**YOUR INSTRUCTIONS:** Reproduce the material below without any changes, everything from the line containing "Please place a point on every instance of the shallow" down to the end of the material, including that first line.

**Records from a point-labeling set:**
╭──

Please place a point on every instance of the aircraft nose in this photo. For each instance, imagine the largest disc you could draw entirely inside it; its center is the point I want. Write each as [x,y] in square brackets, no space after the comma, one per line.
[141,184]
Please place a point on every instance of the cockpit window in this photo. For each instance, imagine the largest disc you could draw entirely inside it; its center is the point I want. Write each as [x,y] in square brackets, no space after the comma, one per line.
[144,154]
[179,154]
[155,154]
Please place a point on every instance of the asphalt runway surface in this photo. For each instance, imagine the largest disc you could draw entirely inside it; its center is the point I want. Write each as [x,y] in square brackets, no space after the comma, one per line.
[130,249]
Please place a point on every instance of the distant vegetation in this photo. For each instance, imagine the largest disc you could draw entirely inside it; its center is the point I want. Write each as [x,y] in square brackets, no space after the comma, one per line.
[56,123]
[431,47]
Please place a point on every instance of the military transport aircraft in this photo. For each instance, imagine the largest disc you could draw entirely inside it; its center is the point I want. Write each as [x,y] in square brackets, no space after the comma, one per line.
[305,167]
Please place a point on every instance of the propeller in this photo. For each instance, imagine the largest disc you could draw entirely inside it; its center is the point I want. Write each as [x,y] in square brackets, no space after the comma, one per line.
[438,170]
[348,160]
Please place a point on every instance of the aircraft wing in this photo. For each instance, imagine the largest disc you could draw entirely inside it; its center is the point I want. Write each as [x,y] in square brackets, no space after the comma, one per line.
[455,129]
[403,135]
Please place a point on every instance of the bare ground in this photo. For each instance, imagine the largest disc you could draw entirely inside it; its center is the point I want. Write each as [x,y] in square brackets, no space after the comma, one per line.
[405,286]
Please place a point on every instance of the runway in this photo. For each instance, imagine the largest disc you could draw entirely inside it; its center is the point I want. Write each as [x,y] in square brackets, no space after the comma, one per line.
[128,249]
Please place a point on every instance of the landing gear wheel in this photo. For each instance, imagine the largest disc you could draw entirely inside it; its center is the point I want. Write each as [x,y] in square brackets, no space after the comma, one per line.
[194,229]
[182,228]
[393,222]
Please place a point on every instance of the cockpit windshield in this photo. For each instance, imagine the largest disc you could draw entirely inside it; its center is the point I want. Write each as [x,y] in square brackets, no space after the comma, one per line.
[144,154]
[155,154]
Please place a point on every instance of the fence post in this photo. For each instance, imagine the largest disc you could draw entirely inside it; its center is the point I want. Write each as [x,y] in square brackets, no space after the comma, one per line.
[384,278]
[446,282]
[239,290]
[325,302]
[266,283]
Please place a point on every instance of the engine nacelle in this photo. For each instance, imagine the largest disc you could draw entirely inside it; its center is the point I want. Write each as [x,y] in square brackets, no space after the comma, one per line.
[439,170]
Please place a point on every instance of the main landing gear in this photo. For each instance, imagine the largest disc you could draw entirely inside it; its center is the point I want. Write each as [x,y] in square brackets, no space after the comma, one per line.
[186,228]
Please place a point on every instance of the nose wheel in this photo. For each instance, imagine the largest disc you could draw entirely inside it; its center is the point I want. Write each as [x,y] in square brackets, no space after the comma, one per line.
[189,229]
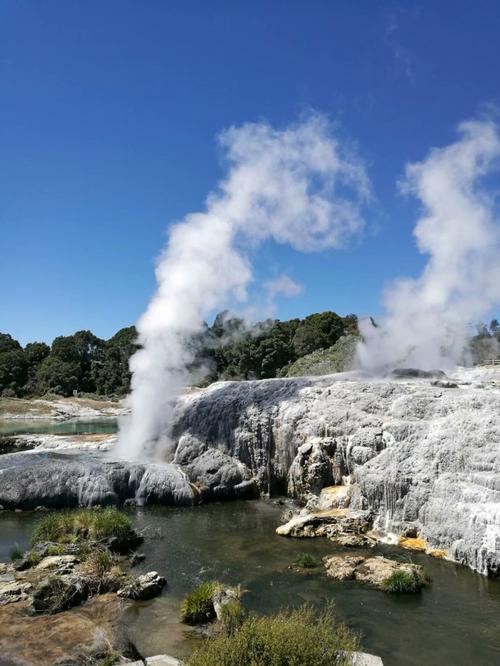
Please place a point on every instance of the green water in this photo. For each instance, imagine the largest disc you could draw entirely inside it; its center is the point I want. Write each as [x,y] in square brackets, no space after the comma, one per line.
[101,425]
[456,621]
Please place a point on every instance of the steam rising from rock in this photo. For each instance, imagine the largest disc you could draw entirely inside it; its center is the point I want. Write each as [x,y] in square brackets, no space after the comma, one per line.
[427,319]
[284,185]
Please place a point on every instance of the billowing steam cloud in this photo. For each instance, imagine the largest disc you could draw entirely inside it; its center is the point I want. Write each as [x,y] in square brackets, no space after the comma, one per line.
[282,185]
[427,319]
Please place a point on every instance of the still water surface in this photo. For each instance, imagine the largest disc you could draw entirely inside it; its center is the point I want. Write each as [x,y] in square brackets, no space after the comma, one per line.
[456,621]
[101,425]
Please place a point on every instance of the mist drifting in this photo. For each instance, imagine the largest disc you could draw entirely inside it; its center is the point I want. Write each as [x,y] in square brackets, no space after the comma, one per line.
[300,186]
[427,320]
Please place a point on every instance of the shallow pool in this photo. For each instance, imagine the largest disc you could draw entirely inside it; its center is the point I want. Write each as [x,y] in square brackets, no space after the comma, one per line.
[455,621]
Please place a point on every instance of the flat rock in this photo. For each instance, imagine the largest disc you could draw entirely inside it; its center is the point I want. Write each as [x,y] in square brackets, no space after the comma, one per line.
[374,571]
[61,480]
[342,567]
[147,586]
[327,523]
[58,561]
[13,591]
[365,659]
[415,454]
[77,636]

╰──

**RESULT:**
Please place a point on every instance of the shallow pool in this photo. For each instance, imagine the largest disc you could draw entirely inside it; its center is the point I want. Write each as [x,y] in square brackets, no space after the comma, one per line.
[455,621]
Please place a point on every instance of the flat rock in this photo. For each instance, imagine the largest disc you could draw entirely inside it; its center is the point I want. Write each as [x,y] in square brackets, no space after the comma, one per line.
[374,571]
[61,480]
[342,567]
[147,586]
[327,523]
[58,561]
[13,591]
[365,659]
[415,454]
[77,636]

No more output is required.